> **Written request**: Write out the material from the line containing "Drop one dot on each instance of the black wooden" through the line containing "[1169, 384]", inclusive, leaving out any pictures.

> **Listed records**:
================================
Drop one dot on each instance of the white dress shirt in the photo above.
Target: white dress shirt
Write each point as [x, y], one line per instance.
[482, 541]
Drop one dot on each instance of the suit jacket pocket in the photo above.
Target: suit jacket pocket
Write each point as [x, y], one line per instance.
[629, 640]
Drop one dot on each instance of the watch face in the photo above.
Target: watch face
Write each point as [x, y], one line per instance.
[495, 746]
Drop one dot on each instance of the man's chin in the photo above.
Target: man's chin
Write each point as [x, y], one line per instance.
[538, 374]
================================
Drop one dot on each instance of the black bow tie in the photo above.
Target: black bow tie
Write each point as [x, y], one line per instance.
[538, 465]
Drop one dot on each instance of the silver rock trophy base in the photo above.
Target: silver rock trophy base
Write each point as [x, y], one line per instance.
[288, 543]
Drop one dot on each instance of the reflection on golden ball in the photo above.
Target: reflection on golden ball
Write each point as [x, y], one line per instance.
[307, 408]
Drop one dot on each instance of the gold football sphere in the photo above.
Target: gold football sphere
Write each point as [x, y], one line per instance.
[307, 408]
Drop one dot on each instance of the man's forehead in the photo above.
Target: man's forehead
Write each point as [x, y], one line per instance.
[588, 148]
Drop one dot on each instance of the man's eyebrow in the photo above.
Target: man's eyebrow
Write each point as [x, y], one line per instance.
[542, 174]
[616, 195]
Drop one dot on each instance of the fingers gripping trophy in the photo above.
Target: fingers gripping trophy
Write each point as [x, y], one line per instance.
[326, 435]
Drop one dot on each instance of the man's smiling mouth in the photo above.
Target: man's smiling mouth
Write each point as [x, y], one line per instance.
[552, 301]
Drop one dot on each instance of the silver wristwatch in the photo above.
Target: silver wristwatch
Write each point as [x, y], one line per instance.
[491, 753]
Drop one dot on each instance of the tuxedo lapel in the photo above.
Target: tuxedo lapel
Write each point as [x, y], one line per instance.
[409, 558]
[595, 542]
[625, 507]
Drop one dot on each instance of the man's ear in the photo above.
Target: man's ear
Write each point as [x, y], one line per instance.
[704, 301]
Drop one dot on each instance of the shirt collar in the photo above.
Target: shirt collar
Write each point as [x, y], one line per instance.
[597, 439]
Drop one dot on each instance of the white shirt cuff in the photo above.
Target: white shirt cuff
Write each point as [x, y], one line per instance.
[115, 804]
================================
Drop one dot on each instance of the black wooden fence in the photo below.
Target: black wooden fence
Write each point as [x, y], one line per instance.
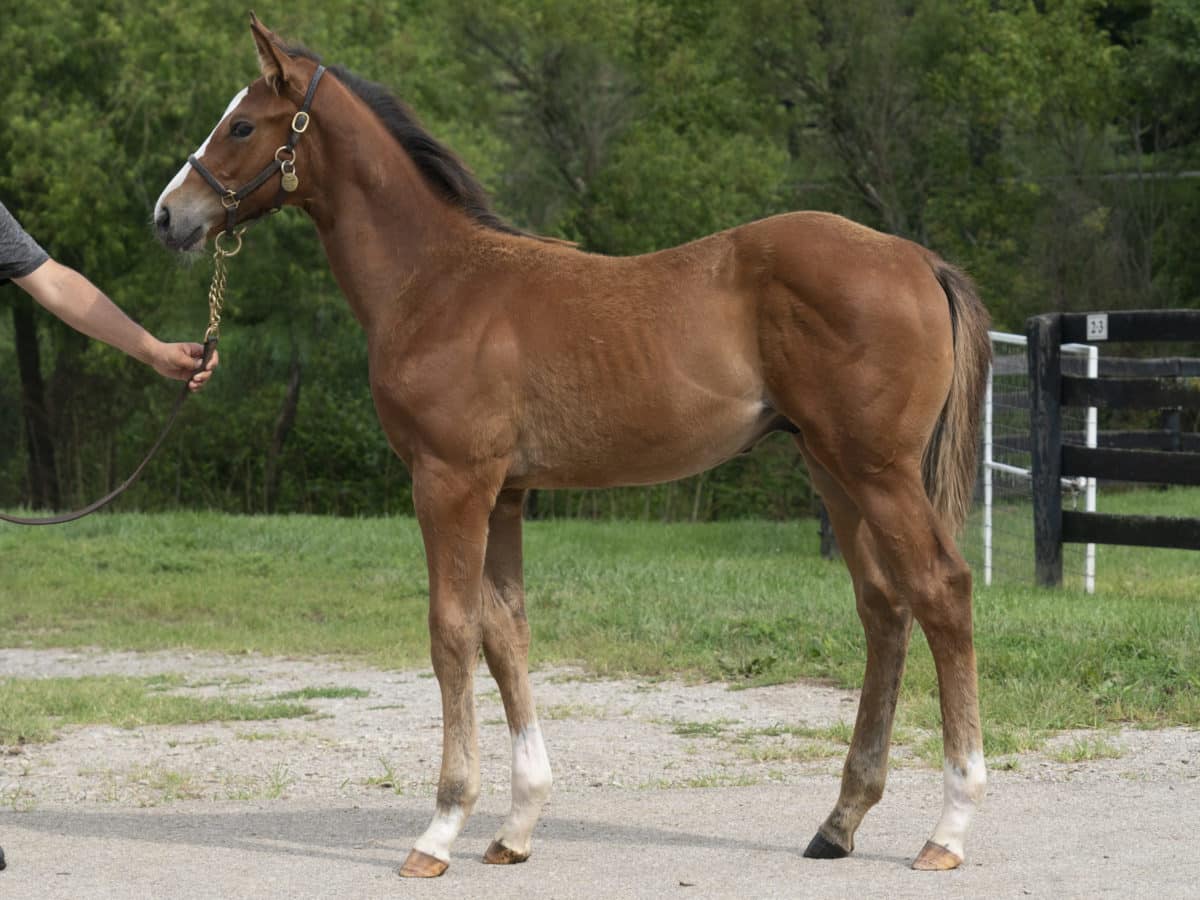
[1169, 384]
================================
> **Complete output**:
Drop one dot on each instance of the black wooden fence in the photo below.
Target: black wooden fence
Write each point as [x, y], one line per instance.
[1169, 384]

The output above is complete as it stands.